THINGS TO DO:
1. Summarize the coaching preview in two sentences.
2. In the listing, copy exactly every line from the one containing "Task: annotation of the green" through the end of the listing, including both of those lines.

GIVEN PASSAGE:
* * * * *
I’ve done enough of these and received enough feedback that I have a pretty good idea of how you all are going to react to certain coaches I preview. It seems like most of the readership shares my scarred-approach of, “OMG, WHAT’S HIS RECORD AGAINST WINNING TEAMS AND RANKED TEAMS [checks] GAAAAAAAAAH, WHYYYYYYYY” and trust me, I’m right there with you. But given the shallow pool that Missouri gets to swim in, I’m starting to warm up to a lot of these names, despite my loftier aspirations for their records. I will admit when I’m wrong, and I think my knee-jerk reaction to Jeff Monken was wrong because...well, let’s just take a look, shall we?
If there’s an elite option team out there in college football history, chances are Monken has had a place on the staff. From the Flying Hawaiians of the 80s to the D-II days of Buffalo through the options master himself Paul Johnson, and finally Georgia Southern and Army, Monken has utilized the option effectively at every stop. Much like Willie Fritz (or, really, any coach who weaponizes option football), he specializes in going to the most over-matched, cash-strapped underdog teams out there and terrorizing heftier programs with a simple attack that numbs you like Novocaine. Because of his propensity to work with bad teams, you’re going to see a lot of...unfriendly...numbers in the chart above. Stay calm, the most important numbers for any underdog coach is the win/loss column. But let’s still break down my categories, for posterity’s sake.
Monken played wide receiver at Milliken, devoted himself to the option as he worked his way through the ranks as offensive line coach, running backs coach, and special teams coordinator. And do they work? Absolutely: even while bringing in the equivalent of walk-ons and FCS talent, his offenses at Army are excellent at three things: running the ball, converting third downs, and milking the clock. It is worth pointing out that I highly doubt he would bring the triple option to Missouri, as it is a high-floor/low-ceiling approach that hamstrings your recruiting. However, I do think he would keep option elements to whatever he runs, and as a game planner and tactician, he’s shown to be more than adept.
Terrible, but there’s more to the story than that. Georgia Southern was FCS during his tenure, and Army has to deal with admissions standards of grades, height/weight ratios, and the service to the military that you must complete afterwards. There aren’t many (any?) NFL talents going to West Point, but they’re not really needed. Recruiting at the service academies is super weird; underclassmen tend to get packed into prep academies where they’re still being recruited by Army/Navy/Air Force, so even if you gave a verbal and signed LOI, if you’re not in the actual academy you can still be lured away, no penalty. So these three academies are always sniping the others’ players, making the focus for recruiting two-fold; preserve your youngsters and restock every year. Because of that, they recruit to fit, finding option/veer quarterbacks, blocking wide receivers, and super small/fast running backs that most schools don’t want. Offensive linemen tend to be light and mobile, d-linemen are equally swift and not heavy, and linebackers/safeties/corners are always recruited for speed and smarts. All of those qualities for those positions mean they rank super low (or not at all) at Rivals/247. So, no matter how good Army thinks its new crop is, it’s going to look poor from a national standpoint. I do believe Monken understands football and knows what kind of kids it would take to succeed certain levels, but just looking at his recruiting rankings at Army is going to make it seem like he doesn’t know what he’s doing.
* * * * *
EXCERPTED RECORDS:
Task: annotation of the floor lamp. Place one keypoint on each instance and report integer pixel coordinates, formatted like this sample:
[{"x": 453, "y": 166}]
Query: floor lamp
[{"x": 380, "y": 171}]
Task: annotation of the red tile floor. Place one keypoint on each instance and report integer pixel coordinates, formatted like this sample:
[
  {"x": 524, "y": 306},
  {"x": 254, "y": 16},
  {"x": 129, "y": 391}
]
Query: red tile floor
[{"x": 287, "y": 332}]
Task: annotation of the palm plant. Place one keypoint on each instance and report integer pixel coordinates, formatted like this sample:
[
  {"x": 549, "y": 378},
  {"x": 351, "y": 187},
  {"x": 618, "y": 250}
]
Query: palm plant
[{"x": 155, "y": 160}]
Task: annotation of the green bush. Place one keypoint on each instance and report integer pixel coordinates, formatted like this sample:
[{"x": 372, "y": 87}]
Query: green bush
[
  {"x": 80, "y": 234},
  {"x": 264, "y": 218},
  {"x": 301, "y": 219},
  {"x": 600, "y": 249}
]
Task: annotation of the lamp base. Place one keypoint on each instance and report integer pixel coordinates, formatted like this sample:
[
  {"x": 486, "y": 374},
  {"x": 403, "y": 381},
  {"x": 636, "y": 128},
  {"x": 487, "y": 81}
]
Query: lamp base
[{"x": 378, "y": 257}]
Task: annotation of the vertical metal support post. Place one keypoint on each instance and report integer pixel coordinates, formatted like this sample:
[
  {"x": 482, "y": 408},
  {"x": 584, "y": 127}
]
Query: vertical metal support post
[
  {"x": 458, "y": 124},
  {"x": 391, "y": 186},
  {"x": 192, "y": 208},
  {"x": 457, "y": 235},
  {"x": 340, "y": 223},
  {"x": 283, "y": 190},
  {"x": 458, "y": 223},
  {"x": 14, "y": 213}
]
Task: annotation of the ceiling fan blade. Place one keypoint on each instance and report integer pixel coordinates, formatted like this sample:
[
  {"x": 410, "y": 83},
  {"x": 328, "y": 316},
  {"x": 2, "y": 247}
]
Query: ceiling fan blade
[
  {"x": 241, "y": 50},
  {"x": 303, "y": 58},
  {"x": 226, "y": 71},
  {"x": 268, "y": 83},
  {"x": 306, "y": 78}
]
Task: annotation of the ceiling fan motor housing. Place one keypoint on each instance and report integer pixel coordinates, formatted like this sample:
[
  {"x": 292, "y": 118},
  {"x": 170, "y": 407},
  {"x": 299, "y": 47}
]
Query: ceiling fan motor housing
* * * * *
WORKED ANSWERS:
1. The writer admits that an initial knee-jerk reaction to Jeff Monken as a possible Missouri coach was wrong, noting that Monken has used the option effectively at every stop and that his Army offenses excel at running the ball, converting third downs, and milking the clock, though the writer doubts he would bring the triple option to Missouri. His recruiting rankings look terrible, but the writer explains that service-academy constraints and Army's focus on option-fitting, undersized players make its classes rank super low or not at all nationally.

2.
Task: annotation of the green bush. Place one keypoint on each instance and report integer pixel coordinates, formatted like this sample:
[{"x": 372, "y": 87}]
Query: green bush
[
  {"x": 80, "y": 234},
  {"x": 264, "y": 218},
  {"x": 301, "y": 219},
  {"x": 600, "y": 249}
]
Task: annotation of the lamp base. Place one keypoint on each instance and report integer pixel coordinates, formatted like this sample:
[
  {"x": 486, "y": 374},
  {"x": 403, "y": 381},
  {"x": 636, "y": 128},
  {"x": 487, "y": 81}
]
Query: lamp base
[{"x": 378, "y": 257}]
Task: annotation of the vertical metal support post. Place one keypoint on each instance and report integer pixel coordinates, formatted like this sample:
[
  {"x": 482, "y": 408},
  {"x": 584, "y": 127}
]
Query: vertical metal support post
[
  {"x": 458, "y": 124},
  {"x": 391, "y": 186},
  {"x": 192, "y": 208},
  {"x": 457, "y": 235},
  {"x": 340, "y": 223},
  {"x": 283, "y": 190},
  {"x": 458, "y": 223},
  {"x": 14, "y": 213}
]
Task: annotation of the ceiling fan blade. Place one keypoint on each instance and report integer pixel coordinates, formatted like this sample:
[
  {"x": 410, "y": 83},
  {"x": 328, "y": 316},
  {"x": 2, "y": 247}
]
Query: ceiling fan blade
[
  {"x": 241, "y": 50},
  {"x": 303, "y": 58},
  {"x": 226, "y": 71},
  {"x": 268, "y": 83},
  {"x": 306, "y": 78}
]
Task: annotation of the ceiling fan motor housing. Place one keypoint on each instance and report integer pixel coordinates, formatted like this sample:
[
  {"x": 292, "y": 118},
  {"x": 170, "y": 407},
  {"x": 299, "y": 47}
]
Query: ceiling fan motor housing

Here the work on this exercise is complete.